> RECORDS SHOWN:
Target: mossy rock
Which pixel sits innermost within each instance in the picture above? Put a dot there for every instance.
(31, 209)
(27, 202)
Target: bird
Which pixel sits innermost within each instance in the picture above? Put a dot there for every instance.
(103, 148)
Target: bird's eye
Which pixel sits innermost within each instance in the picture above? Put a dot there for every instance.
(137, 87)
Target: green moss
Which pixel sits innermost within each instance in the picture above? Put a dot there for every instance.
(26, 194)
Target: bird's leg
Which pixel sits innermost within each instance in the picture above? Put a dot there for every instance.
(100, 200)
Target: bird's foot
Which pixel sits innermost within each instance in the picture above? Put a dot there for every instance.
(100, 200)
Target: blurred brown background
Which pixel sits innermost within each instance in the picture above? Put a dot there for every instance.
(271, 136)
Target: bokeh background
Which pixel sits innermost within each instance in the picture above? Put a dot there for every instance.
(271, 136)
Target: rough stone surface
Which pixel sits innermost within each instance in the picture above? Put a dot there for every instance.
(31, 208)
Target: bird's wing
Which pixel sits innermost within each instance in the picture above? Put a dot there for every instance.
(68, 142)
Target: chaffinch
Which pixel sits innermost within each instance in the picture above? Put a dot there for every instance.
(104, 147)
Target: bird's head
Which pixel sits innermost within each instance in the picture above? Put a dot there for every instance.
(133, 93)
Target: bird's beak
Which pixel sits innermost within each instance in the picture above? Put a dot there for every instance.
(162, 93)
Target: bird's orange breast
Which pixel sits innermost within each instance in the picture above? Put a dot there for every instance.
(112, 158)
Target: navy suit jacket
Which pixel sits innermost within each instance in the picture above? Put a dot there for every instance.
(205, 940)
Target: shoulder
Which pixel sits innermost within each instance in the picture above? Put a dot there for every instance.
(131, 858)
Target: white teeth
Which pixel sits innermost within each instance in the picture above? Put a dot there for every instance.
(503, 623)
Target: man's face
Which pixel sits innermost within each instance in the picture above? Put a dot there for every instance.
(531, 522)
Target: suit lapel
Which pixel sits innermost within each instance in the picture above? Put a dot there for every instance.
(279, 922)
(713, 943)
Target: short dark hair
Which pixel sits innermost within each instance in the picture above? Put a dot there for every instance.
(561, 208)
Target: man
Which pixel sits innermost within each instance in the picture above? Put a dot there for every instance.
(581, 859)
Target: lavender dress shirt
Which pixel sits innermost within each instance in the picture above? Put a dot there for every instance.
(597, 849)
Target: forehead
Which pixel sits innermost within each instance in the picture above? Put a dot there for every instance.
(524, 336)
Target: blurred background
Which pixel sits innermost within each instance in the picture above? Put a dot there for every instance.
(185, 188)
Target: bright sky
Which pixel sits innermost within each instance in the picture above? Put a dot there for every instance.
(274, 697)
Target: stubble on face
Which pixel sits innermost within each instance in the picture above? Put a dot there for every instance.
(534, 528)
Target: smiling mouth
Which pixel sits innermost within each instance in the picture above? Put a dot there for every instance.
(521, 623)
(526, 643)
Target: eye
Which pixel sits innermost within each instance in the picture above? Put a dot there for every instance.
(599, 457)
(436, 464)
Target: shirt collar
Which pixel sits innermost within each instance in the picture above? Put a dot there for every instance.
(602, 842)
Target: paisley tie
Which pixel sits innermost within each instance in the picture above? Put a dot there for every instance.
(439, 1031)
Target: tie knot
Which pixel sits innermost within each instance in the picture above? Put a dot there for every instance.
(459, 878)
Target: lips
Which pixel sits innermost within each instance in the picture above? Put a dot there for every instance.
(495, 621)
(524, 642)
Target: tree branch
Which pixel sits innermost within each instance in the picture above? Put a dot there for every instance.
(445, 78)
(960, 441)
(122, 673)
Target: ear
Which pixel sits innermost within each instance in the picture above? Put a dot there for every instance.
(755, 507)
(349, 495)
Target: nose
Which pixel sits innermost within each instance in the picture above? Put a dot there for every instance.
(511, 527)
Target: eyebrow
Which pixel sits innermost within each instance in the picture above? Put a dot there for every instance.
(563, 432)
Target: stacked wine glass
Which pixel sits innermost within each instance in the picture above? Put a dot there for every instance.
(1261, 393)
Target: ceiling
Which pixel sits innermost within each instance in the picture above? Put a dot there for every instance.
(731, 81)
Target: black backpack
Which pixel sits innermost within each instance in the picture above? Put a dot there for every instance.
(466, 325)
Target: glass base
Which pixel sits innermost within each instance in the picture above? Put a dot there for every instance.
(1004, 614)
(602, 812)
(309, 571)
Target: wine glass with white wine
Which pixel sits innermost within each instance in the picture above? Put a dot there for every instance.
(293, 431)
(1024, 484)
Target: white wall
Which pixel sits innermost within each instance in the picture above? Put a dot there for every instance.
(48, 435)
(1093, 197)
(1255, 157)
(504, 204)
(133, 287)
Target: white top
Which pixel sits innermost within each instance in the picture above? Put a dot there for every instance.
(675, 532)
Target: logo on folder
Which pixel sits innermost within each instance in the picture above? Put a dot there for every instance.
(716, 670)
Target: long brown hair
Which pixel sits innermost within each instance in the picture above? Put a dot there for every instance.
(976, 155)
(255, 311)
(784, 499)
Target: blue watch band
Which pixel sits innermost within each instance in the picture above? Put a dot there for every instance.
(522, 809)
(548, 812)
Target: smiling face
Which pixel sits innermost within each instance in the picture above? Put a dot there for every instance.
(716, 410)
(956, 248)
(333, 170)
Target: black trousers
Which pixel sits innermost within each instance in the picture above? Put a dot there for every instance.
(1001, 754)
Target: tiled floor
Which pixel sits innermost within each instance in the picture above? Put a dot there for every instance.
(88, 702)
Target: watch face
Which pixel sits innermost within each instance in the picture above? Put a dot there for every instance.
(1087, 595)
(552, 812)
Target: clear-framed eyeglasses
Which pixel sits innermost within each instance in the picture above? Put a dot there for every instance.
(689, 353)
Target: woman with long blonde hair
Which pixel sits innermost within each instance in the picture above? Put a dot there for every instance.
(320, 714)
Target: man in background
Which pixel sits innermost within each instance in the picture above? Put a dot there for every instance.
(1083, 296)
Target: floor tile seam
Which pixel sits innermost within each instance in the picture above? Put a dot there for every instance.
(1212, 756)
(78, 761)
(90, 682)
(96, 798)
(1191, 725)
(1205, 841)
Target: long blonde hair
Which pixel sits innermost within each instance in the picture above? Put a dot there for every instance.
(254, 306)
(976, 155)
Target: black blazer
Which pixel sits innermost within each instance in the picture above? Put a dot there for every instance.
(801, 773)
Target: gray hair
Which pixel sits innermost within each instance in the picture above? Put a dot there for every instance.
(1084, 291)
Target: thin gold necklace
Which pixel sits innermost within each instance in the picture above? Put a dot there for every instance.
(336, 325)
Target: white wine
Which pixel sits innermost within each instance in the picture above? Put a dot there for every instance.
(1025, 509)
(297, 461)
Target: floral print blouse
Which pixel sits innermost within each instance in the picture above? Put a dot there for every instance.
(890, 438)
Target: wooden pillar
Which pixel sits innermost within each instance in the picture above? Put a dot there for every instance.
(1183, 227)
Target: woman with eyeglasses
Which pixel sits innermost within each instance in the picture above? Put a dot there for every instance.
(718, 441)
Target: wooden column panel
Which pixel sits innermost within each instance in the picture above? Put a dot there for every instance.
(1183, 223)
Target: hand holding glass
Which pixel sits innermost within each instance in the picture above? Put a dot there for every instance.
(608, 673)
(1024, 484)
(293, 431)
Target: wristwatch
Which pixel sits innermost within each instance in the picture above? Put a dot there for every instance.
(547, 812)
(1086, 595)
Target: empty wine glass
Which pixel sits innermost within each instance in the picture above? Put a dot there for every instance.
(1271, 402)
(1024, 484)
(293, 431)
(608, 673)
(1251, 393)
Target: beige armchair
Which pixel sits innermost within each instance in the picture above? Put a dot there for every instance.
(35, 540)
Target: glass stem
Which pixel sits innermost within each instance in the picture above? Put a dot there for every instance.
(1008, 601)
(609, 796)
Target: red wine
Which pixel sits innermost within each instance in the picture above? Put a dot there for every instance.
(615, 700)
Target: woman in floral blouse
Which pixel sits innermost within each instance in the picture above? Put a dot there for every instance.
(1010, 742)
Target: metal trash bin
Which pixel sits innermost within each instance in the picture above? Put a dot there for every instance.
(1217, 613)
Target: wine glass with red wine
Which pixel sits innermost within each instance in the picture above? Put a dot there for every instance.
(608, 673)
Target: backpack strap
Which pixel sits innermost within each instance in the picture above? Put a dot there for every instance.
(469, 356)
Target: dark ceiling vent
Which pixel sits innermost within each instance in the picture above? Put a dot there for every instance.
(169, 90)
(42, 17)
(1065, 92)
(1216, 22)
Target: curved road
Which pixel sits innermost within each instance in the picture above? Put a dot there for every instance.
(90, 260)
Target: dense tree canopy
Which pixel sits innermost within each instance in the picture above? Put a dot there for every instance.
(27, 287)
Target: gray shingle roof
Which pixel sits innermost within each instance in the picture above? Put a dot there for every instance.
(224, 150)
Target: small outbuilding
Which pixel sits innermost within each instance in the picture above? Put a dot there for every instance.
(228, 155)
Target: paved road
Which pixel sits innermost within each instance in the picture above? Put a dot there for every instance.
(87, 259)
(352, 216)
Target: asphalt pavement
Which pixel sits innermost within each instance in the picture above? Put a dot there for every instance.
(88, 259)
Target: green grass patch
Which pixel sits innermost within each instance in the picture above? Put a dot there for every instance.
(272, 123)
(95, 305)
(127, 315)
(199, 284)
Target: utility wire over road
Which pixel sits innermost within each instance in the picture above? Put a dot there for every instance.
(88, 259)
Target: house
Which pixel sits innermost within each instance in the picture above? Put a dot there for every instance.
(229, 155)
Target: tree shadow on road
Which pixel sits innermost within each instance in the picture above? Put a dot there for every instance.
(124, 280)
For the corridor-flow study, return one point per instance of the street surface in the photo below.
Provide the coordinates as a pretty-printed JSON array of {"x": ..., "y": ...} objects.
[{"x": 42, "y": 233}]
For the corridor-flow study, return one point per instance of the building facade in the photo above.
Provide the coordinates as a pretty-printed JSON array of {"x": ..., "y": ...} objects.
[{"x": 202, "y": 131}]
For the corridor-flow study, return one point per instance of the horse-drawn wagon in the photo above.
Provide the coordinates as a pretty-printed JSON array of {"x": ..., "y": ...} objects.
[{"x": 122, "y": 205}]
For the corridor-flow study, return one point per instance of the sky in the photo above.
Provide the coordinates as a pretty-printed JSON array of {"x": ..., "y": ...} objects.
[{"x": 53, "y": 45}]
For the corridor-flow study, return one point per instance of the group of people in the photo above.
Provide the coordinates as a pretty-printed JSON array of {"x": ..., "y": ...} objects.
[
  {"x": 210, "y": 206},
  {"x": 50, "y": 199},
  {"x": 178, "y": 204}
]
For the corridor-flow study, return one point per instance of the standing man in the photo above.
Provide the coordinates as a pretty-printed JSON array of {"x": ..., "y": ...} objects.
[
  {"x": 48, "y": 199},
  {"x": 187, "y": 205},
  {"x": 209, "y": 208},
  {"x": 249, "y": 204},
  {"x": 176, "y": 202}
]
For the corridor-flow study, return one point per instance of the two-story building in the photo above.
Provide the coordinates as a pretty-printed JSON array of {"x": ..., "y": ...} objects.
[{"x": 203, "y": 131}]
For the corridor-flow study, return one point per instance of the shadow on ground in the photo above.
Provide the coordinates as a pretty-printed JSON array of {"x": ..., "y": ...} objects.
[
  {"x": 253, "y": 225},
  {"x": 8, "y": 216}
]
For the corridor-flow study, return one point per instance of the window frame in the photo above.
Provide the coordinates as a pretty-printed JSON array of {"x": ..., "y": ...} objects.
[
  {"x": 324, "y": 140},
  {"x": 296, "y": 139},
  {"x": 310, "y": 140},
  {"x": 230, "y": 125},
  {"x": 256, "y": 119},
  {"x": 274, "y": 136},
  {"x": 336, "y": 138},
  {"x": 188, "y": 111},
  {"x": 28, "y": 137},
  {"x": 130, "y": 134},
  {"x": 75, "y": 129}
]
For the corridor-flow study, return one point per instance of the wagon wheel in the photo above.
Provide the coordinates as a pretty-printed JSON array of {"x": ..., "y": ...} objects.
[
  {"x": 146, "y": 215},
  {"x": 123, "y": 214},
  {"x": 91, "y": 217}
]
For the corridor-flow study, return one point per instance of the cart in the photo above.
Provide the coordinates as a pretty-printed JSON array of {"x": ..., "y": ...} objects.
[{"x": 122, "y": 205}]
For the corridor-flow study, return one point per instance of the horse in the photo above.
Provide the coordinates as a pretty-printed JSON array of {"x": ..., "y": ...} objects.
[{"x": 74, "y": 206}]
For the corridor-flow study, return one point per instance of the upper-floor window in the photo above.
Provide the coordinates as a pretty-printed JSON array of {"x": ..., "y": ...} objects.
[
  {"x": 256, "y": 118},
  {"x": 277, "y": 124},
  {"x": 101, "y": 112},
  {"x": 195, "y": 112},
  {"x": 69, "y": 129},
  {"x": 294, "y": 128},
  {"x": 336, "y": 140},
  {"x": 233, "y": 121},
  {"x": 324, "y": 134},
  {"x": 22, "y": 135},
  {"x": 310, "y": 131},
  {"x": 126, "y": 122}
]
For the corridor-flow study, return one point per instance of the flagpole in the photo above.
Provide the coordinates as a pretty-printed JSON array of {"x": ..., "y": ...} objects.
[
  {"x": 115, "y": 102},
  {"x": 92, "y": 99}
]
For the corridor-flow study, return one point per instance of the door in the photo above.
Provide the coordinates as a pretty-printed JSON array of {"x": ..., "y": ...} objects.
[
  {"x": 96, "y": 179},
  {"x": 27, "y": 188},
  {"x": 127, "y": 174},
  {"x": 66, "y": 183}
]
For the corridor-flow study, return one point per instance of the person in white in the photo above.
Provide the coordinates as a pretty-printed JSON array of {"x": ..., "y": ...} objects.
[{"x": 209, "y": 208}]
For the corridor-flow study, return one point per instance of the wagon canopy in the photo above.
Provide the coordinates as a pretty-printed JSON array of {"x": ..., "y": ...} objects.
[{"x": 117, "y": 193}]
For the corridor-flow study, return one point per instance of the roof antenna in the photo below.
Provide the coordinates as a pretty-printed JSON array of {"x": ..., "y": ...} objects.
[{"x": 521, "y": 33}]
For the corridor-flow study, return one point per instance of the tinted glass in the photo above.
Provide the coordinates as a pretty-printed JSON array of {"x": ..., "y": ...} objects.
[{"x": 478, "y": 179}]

> GOAL OF THE EXERCISE: Starting at the line that contains "glass in the photo above." and continuing through the end of the listing, rewrite those lines with "pretty-printed" changed to "minified" and everything else left as is.

> THE SOLUTION:
For the corridor-flow study, return one point per instance of the tinted glass in the photo above.
Provide the coordinates as a minified JSON array of {"x": ..., "y": ...} objects.
[{"x": 478, "y": 179}]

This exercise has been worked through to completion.